» Texto de la página
5 de Agosto del 2009 - Ramón Sordo Sotres (Llanes)

«El Imperio Austro-húngaro (...) no van, pues, muy descaminados los que prevén para lo futuro grandes convulsiones que separen y desmembren lo que la política y las alianzas matrioniales laboriosamente formaron a fuerza de siglos» (Geografía Universal, Cristóbal de Reyna, Madrid, [1912], página 281).

Los parlamentos nacionales que albergan en su seno fuertes partidos étnicos o regionales (nacionalistas y regionalistas se les suele llamar en España), es fácil que ello amenace seriamente la unidad o el funcionamiento normal del Estado, como sucedió en los siguientes casos :

En 1907, la Dieta austriaca tenía más diputados eslavos (265) que alemanes (233), aunque –los eslavos– divididos en 28 grupos distintos; como este parlamento era ingobernable, desde 1909 la región que abarcaba pasó a ser gobernada por decretos imperiales, lo que aceleró la inviabilidad de Austria-Hungría y el estallido de la Primera Guerra Mundial cuando para fortalecer el Imperio se decidió invadir Serbia.

Los 80 diputados irlandeses en la Cámara de los Comunes británica entorpecieron el normal funcionamiento de esta durante buena parte del siglo XIX y comienzos del XX; el problemón de la autonomía de Irlanda provocó durante la primavera de 1914 una insubordinación en el seno de las tropas británicas destinadas en la isla, pero como resulta que entonces no tardó en estallar la mencionada Gran Guerra, la resolución de la crisis se pospuso; terminada la contienda, Londres otorgó la independencia de hecho a Irlanda del Sur.

En Suiza estalló una guerra civil en 1847 cuando los siete cantones católicos crearon la Sonderbund (Unión de Defensa) pero fueron rápidamente derrotados por el ejército de la Dieta federal; como consecuencia, en 1848 se aprobó una nueva Constitución y Suiza pasó de ser una Confederación (aunque conservó este nombre) a una Federación.

Canadá, con un fuerte partido francés que suele gobernar en la región de Quebec, estuvo ya varias veces cerca de escindirse en un Estado anglófono y otro francófono.

» Ejercicio 1
Reproduce el pasaje del texto sobre los parlamentos con partidos regionales que va desde "En Suiza estalló" hasta "a una Federación.", ambos incluidos, sustituyendo "guerra civil" por "contienda civil".

» Material proporcionado
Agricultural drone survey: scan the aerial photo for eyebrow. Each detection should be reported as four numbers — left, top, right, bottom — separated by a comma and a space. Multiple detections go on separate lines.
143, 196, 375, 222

...

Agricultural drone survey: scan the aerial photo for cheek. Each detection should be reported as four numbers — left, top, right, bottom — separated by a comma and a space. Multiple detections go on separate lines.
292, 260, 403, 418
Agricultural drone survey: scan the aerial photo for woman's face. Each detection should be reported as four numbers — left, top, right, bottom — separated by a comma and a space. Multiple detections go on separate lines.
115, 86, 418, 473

» Ejercicio 2
Presenta como una lista JSON de cadenas, con una cadena por línea y sin las líneas en blanco, las líneas del listado comprendidas entre la que contiene "Agricultural drone survey: scan the aerial photo for woman's" y la que contiene "115, 86, 418, 473", ambas incluidas.

» Resultado de la tarea 1
En Suiza estalló una contienda civil en 1847 cuando los siete cantones católicos crearon la Sonderbund (Unión de Defensa) pero fueron rápidamente derrotados por el ejército de la Dieta federal; como consecuencia, en 1848 se aprobó una nueva Constitución y Suiza pasó de ser una Confederación (aunque conservó este nombre) a una Federación.

» Resultado de la tarea 2
[
  "Agricultural drone survey: scan the aerial photo for woman's face. Each detection should be reported as four numbers — left, top, right, bottom — separated by a comma and a space. Multiple detections go on separate lines.",
  "115, 86, 418, 473"
]